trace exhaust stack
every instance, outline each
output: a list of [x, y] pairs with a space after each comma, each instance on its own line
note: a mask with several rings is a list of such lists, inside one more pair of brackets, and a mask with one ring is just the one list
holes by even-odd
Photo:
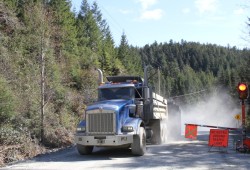
[[98, 78], [98, 84], [102, 84], [103, 83], [103, 73], [102, 70], [100, 70], [99, 68], [97, 69], [98, 74], [99, 74], [99, 78]]

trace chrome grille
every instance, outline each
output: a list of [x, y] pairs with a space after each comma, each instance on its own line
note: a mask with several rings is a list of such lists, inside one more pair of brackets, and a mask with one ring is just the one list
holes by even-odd
[[89, 134], [115, 133], [115, 113], [87, 113], [86, 123]]

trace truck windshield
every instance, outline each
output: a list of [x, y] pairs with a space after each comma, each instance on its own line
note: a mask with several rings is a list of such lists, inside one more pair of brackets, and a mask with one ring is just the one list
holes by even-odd
[[131, 87], [99, 89], [99, 101], [112, 99], [133, 99], [134, 92], [134, 88]]

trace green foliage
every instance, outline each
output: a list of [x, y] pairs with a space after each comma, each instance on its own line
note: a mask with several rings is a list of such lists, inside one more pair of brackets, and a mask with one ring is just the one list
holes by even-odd
[[16, 115], [15, 97], [7, 81], [0, 76], [0, 125]]

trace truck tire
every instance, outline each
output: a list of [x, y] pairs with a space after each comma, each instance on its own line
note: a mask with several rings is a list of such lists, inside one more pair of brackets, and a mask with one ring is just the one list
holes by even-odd
[[89, 155], [92, 153], [94, 146], [76, 145], [77, 151], [80, 155]]
[[140, 127], [139, 134], [133, 136], [131, 144], [133, 155], [143, 156], [146, 153], [146, 133], [143, 127]]

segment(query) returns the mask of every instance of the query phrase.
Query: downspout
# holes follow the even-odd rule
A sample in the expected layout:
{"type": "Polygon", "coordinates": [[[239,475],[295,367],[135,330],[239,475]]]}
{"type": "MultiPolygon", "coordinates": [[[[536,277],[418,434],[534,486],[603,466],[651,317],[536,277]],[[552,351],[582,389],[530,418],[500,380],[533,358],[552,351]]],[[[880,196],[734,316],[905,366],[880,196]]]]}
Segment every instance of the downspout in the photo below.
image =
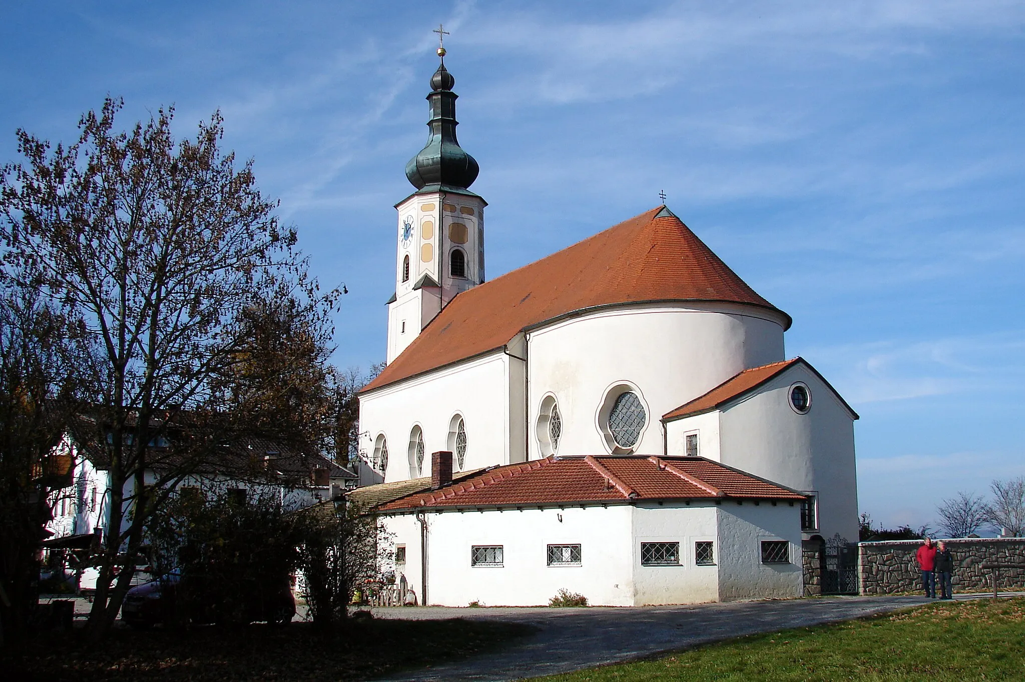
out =
{"type": "Polygon", "coordinates": [[[427,515],[416,512],[420,522],[420,605],[427,605],[427,515]]]}
{"type": "Polygon", "coordinates": [[[445,309],[445,193],[438,191],[438,284],[441,286],[438,300],[438,313],[445,309]]]}

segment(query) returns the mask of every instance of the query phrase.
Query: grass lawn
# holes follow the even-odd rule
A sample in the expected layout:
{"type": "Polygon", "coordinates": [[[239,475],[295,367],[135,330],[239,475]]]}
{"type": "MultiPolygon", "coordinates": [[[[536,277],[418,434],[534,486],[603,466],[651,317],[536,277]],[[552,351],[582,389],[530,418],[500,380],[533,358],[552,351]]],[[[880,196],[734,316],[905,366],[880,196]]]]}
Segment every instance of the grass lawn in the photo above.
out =
{"type": "Polygon", "coordinates": [[[52,633],[0,653],[3,680],[365,680],[465,657],[534,632],[476,621],[352,623],[331,635],[311,624],[189,631],[118,628],[98,646],[81,630],[52,633]]]}
{"type": "Polygon", "coordinates": [[[538,678],[1025,680],[1025,599],[937,602],[890,615],[751,635],[657,659],[538,678]]]}

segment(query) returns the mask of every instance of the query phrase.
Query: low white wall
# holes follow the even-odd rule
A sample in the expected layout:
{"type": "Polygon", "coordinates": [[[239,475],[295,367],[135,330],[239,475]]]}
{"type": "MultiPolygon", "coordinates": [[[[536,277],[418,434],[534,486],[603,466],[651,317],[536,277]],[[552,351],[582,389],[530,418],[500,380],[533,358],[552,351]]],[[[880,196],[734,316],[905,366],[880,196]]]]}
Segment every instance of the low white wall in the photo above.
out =
{"type": "Polygon", "coordinates": [[[694,544],[713,542],[716,538],[716,508],[685,506],[683,502],[667,502],[664,506],[638,506],[633,509],[633,603],[692,604],[719,599],[719,568],[695,563],[694,544]],[[679,542],[679,566],[642,565],[641,544],[679,542]]]}
{"type": "MultiPolygon", "coordinates": [[[[592,605],[632,605],[630,515],[626,505],[427,514],[427,603],[547,605],[565,588],[592,605]],[[581,546],[579,566],[547,565],[547,546],[563,544],[581,546]],[[475,545],[501,545],[503,565],[470,565],[475,545]]],[[[412,515],[384,523],[406,545],[401,572],[421,599],[419,524],[412,515]]]]}
{"type": "Polygon", "coordinates": [[[801,508],[750,501],[724,501],[719,512],[719,598],[793,598],[804,594],[801,555],[801,508]],[[790,544],[790,562],[762,563],[762,541],[790,544]]]}

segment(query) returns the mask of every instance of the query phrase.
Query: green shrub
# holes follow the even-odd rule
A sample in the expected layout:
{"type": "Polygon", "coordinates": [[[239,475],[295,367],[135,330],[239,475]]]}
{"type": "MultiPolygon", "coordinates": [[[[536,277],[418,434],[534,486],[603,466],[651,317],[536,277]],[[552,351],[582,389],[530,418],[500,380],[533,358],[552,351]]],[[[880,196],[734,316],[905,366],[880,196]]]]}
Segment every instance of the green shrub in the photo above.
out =
{"type": "Polygon", "coordinates": [[[566,588],[556,593],[556,596],[548,600],[548,606],[586,606],[587,597],[576,592],[570,592],[566,588]]]}

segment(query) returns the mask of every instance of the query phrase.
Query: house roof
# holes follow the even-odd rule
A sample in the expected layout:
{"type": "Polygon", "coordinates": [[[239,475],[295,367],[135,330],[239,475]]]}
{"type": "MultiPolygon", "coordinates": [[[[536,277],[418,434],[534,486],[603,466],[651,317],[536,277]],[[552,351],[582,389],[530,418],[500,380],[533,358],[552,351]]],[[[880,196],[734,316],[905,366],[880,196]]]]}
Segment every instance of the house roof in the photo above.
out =
{"type": "MultiPolygon", "coordinates": [[[[133,429],[126,435],[134,435],[133,429]]],[[[188,464],[199,474],[222,474],[254,478],[306,481],[314,469],[327,469],[330,478],[355,479],[346,467],[312,452],[298,443],[269,437],[256,432],[215,428],[201,415],[180,411],[166,423],[155,419],[154,435],[160,445],[147,447],[147,462],[153,469],[176,468],[188,464]],[[215,444],[211,438],[216,438],[215,444]]],[[[97,469],[110,466],[110,428],[93,414],[75,417],[72,436],[82,453],[97,469]]]]}
{"type": "Polygon", "coordinates": [[[459,294],[362,392],[503,348],[521,331],[578,310],[651,301],[754,305],[790,325],[660,206],[459,294]]]}
{"type": "Polygon", "coordinates": [[[781,360],[779,363],[770,363],[769,365],[763,365],[761,367],[752,367],[749,370],[744,370],[730,379],[727,379],[722,384],[711,389],[704,395],[699,395],[690,402],[685,402],[675,410],[665,413],[662,415],[663,422],[671,422],[678,419],[683,419],[684,417],[691,417],[693,415],[699,415],[703,412],[709,412],[711,410],[719,410],[726,406],[731,400],[741,397],[747,393],[750,393],[754,389],[767,383],[769,380],[778,376],[779,374],[785,372],[795,365],[804,365],[822,380],[829,390],[844,403],[854,419],[858,419],[858,413],[856,413],[847,400],[836,392],[836,389],[830,385],[825,378],[818,373],[818,371],[812,367],[808,360],[804,357],[794,357],[788,360],[781,360]]]}
{"type": "Polygon", "coordinates": [[[437,491],[380,504],[378,510],[717,499],[805,496],[700,457],[549,457],[486,469],[437,491]]]}
{"type": "MultiPolygon", "coordinates": [[[[459,482],[482,471],[458,472],[452,477],[453,481],[459,482]]],[[[410,478],[408,480],[394,480],[387,483],[375,483],[374,485],[364,485],[357,487],[345,494],[350,502],[356,503],[363,509],[370,509],[384,505],[393,500],[404,498],[414,493],[422,493],[430,489],[430,476],[423,478],[410,478]]]]}

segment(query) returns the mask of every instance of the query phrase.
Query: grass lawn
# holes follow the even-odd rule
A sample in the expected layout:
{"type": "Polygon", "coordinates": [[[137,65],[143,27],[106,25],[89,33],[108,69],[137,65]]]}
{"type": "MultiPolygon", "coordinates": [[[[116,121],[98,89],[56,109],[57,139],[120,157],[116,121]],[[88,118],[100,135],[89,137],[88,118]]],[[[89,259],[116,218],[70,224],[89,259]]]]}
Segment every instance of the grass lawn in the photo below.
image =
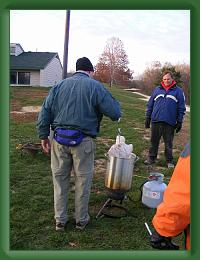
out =
{"type": "MultiPolygon", "coordinates": [[[[128,215],[122,218],[95,218],[108,198],[104,187],[106,172],[104,154],[115,143],[118,128],[116,122],[104,117],[100,135],[96,140],[95,172],[89,204],[91,223],[82,232],[74,228],[74,192],[72,191],[69,196],[70,222],[66,232],[57,233],[54,225],[50,158],[42,152],[30,155],[16,149],[19,143],[39,142],[36,133],[37,113],[19,113],[19,111],[24,106],[40,106],[48,89],[11,88],[11,250],[152,250],[144,222],[152,228],[151,220],[155,209],[149,209],[141,203],[139,187],[147,179],[149,173],[154,171],[163,173],[167,184],[172,170],[165,167],[163,143],[160,145],[158,163],[153,168],[143,164],[150,137],[150,130],[144,129],[146,102],[140,100],[138,95],[117,87],[112,87],[110,91],[120,101],[122,107],[123,117],[119,127],[126,138],[126,143],[133,144],[133,152],[140,158],[134,168],[132,188],[127,192],[128,198],[122,204],[128,209],[128,215]]],[[[175,135],[175,161],[189,139],[188,113],[183,128],[180,134],[175,135]]],[[[121,214],[121,211],[113,212],[113,214],[119,213],[121,214]]],[[[176,237],[174,241],[183,249],[183,235],[176,237]]]]}

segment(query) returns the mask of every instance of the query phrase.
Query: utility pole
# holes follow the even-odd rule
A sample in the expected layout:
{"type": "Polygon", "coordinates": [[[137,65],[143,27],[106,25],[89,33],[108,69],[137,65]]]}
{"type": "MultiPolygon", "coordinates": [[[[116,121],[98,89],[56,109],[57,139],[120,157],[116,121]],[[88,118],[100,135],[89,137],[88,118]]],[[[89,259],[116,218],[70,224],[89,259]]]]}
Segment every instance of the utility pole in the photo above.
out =
{"type": "Polygon", "coordinates": [[[69,45],[69,24],[70,24],[70,10],[66,10],[64,55],[63,55],[63,79],[65,79],[67,77],[68,45],[69,45]]]}

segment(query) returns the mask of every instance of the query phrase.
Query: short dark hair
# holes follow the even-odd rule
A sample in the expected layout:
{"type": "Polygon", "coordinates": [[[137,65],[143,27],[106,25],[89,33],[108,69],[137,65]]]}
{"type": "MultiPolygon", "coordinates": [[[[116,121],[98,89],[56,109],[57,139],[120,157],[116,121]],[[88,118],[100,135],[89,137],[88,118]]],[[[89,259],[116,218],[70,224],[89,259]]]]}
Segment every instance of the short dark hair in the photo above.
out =
{"type": "Polygon", "coordinates": [[[162,78],[163,78],[166,74],[170,74],[170,76],[171,76],[172,78],[174,77],[174,75],[173,75],[173,73],[171,72],[171,70],[165,70],[165,71],[163,71],[163,73],[162,73],[162,78]]]}
{"type": "Polygon", "coordinates": [[[82,57],[76,61],[76,71],[77,70],[94,71],[94,68],[87,57],[82,57]]]}

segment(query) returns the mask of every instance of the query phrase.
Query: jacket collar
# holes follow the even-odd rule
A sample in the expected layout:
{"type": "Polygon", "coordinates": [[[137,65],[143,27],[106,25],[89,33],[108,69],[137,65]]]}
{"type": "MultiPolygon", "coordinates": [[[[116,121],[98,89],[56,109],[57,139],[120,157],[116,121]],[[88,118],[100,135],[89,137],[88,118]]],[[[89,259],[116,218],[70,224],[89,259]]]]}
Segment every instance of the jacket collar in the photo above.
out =
{"type": "Polygon", "coordinates": [[[86,71],[84,71],[84,70],[77,70],[73,75],[76,75],[76,74],[84,74],[85,76],[88,76],[88,77],[90,77],[90,75],[86,72],[86,71]]]}

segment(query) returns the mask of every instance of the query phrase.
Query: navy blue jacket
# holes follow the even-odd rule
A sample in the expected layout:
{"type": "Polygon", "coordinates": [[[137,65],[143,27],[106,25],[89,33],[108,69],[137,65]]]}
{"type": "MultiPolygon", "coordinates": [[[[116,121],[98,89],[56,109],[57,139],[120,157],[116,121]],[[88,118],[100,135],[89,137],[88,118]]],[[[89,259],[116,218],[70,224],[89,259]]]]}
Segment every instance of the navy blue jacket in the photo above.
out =
{"type": "Polygon", "coordinates": [[[118,120],[119,102],[100,82],[76,72],[49,91],[39,113],[38,135],[40,139],[48,138],[50,126],[75,126],[95,137],[103,115],[118,120]]]}
{"type": "Polygon", "coordinates": [[[185,111],[185,96],[180,87],[174,85],[166,91],[158,86],[147,103],[146,117],[154,123],[165,122],[175,126],[177,122],[183,122],[185,111]]]}

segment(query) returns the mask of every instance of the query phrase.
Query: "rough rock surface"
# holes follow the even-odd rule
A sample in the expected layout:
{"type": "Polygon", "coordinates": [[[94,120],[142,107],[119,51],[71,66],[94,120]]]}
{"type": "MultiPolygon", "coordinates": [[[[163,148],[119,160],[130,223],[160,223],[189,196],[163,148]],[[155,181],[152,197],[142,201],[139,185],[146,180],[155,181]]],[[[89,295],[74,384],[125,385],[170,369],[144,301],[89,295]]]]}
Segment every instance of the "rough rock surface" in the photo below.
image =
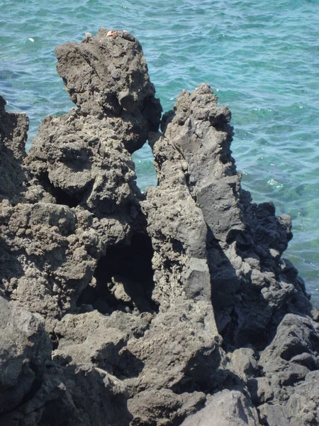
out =
{"type": "Polygon", "coordinates": [[[56,53],[77,108],[28,154],[0,97],[0,425],[319,424],[319,312],[281,258],[290,218],[241,188],[230,111],[203,84],[159,131],[125,31],[56,53]]]}
{"type": "Polygon", "coordinates": [[[0,201],[17,202],[24,192],[21,170],[29,119],[25,114],[6,112],[0,95],[0,201]]]}

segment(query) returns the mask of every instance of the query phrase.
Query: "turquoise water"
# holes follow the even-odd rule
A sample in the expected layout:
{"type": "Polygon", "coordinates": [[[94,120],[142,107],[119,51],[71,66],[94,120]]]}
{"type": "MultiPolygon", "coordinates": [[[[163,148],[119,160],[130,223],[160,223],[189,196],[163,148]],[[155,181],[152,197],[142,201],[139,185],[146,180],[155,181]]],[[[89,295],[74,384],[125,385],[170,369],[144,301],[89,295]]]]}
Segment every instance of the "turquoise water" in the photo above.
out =
{"type": "MultiPolygon", "coordinates": [[[[0,0],[0,92],[7,109],[42,119],[72,106],[55,45],[100,26],[142,43],[164,110],[209,83],[233,113],[233,151],[254,201],[293,218],[286,257],[319,305],[318,0],[0,0]]],[[[142,189],[155,185],[147,147],[135,155],[142,189]]]]}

WHAT YOU WILL DO:
How many lines in the records contain the string "pole"? Reply with the number alone.

SOLVED EXERCISE:
2